Collected data:
------------------------------------------------------------------------
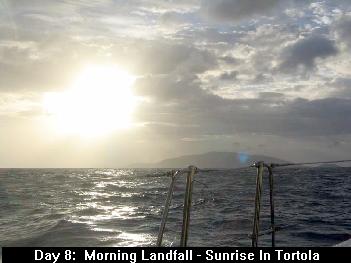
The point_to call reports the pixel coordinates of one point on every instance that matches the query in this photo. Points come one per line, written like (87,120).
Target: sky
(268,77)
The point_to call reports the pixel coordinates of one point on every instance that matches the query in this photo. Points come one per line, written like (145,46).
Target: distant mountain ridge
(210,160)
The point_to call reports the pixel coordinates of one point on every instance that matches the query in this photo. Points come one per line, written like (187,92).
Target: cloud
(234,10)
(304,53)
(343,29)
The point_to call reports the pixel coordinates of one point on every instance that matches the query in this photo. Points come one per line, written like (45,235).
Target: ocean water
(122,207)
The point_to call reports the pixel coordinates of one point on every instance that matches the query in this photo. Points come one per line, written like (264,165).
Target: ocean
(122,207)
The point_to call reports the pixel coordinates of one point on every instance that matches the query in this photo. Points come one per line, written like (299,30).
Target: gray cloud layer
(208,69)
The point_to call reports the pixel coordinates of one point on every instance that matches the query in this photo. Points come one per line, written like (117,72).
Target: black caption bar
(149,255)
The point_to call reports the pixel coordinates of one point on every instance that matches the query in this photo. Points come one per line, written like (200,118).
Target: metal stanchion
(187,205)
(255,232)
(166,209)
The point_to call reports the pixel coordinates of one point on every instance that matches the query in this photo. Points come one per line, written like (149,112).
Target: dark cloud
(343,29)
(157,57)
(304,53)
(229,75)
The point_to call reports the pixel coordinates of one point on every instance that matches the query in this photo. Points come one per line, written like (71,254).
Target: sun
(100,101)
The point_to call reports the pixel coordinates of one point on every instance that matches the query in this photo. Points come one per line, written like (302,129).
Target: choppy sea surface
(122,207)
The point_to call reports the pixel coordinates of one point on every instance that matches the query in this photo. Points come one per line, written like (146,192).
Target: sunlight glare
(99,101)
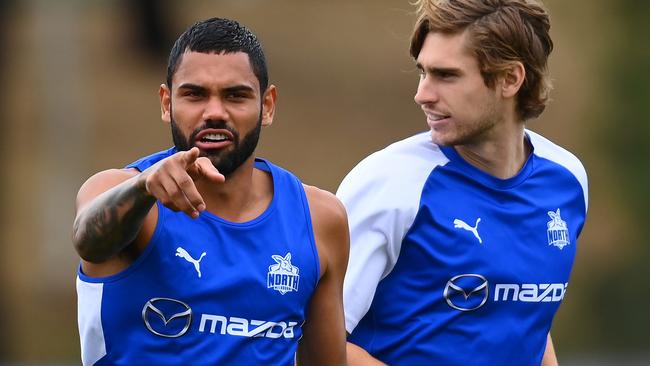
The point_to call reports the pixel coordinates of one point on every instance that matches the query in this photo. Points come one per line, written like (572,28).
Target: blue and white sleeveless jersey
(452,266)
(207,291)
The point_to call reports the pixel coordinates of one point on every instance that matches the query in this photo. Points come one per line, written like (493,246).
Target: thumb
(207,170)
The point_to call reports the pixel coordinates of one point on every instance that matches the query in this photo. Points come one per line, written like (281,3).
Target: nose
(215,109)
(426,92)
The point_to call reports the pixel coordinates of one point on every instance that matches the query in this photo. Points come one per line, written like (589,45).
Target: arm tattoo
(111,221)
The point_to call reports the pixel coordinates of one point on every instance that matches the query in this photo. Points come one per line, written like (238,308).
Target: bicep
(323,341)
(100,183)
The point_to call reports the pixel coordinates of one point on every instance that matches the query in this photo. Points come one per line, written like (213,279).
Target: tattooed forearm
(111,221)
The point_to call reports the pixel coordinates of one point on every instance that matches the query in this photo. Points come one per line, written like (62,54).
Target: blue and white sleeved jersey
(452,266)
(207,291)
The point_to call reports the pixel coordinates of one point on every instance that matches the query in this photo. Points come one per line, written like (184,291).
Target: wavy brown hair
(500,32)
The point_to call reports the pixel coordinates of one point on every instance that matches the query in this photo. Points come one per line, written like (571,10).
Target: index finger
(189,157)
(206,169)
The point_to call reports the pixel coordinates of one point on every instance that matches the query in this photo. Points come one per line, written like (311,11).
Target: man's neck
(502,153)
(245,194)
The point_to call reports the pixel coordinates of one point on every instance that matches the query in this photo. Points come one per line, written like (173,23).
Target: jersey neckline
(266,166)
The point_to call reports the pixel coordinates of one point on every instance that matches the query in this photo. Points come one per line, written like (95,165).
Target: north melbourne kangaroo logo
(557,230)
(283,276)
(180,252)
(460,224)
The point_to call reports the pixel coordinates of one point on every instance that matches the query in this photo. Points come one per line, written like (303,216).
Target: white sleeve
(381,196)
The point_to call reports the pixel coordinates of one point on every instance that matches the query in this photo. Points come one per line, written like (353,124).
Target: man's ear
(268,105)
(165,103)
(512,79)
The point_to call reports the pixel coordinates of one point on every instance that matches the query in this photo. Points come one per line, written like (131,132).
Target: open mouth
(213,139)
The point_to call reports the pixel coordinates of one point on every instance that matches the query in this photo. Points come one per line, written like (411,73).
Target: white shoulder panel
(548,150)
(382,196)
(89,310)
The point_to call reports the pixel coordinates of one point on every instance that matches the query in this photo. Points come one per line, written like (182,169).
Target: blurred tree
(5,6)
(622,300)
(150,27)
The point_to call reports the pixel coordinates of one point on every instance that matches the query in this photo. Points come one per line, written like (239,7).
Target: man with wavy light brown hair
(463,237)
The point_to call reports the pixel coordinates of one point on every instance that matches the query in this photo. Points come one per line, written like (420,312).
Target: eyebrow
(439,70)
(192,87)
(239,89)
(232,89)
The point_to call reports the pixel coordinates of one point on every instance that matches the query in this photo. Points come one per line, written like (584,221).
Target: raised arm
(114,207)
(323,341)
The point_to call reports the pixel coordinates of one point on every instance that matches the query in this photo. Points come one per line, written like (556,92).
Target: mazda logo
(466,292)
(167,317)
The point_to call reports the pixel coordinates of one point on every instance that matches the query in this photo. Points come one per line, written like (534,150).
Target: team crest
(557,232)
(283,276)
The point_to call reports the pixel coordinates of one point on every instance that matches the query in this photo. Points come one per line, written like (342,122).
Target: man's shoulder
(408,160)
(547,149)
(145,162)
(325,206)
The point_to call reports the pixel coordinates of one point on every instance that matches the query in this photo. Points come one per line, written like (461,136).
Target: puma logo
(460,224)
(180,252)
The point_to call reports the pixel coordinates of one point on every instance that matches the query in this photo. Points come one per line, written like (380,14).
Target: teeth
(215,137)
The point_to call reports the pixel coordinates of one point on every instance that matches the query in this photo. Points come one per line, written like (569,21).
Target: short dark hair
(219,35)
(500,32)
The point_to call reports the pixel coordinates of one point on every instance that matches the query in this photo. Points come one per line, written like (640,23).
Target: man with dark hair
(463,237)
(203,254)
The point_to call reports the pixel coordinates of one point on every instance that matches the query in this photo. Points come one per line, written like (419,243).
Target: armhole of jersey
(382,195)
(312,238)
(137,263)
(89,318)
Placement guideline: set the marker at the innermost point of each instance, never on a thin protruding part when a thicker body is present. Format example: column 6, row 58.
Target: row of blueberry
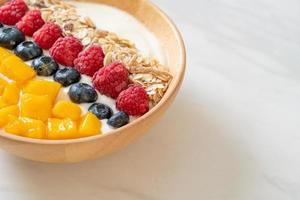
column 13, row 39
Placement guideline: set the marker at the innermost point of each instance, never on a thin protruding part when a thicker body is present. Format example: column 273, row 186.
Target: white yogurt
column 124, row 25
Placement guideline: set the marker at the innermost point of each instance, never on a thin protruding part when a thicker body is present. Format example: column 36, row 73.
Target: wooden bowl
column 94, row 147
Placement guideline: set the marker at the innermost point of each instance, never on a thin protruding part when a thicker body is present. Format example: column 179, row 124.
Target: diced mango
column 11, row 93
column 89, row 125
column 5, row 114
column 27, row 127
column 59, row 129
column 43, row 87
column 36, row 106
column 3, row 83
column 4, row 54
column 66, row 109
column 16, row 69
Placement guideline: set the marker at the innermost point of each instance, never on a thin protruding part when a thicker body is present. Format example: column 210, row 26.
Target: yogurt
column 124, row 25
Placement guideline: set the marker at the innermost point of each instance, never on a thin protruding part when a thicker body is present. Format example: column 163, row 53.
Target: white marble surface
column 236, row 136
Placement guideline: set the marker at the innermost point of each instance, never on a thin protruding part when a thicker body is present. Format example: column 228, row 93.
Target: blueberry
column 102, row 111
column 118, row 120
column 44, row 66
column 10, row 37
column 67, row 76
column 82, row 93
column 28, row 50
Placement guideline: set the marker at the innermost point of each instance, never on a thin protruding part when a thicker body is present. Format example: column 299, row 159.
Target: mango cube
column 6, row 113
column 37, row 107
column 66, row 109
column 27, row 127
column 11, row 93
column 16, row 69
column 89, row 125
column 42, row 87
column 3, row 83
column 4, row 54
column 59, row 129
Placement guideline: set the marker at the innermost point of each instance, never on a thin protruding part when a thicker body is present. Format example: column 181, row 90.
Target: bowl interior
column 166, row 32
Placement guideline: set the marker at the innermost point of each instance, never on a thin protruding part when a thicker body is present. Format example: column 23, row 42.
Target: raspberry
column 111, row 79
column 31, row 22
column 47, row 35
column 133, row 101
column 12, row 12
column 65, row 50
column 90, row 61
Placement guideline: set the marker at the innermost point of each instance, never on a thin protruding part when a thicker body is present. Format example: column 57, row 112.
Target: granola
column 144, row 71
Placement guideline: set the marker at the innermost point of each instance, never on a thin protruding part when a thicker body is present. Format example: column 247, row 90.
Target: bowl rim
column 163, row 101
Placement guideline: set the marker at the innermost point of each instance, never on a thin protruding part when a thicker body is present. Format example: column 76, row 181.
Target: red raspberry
------------------------------------------------------------------------
__Task requirements__: Return exactly, and only, the lines above starting at the line that contains "written like (149,112)." and ending at the line that contains "written like (146,192).".

__Expected output__:
The point_to call reports the pixel coordinates of one point on every instance that matches the query in this photo. Points come one per line, written like (149,112).
Target: dark cloud
(343,29)
(157,57)
(304,53)
(229,75)
The point_to call reports the pixel coordinates of one point on every instance that matches the query in this photo. Points come one per line, written like (71,254).
Target: sun
(100,101)
The point_to call reports the pixel coordinates of one point on every instance that matches the query in this photo. Points come one per line, written like (302,129).
Target: choppy sea surface
(122,207)
The point_to call reports the pixel coordinates of one point on every instance that matches the query in this photo. Points come one per line, written like (146,192).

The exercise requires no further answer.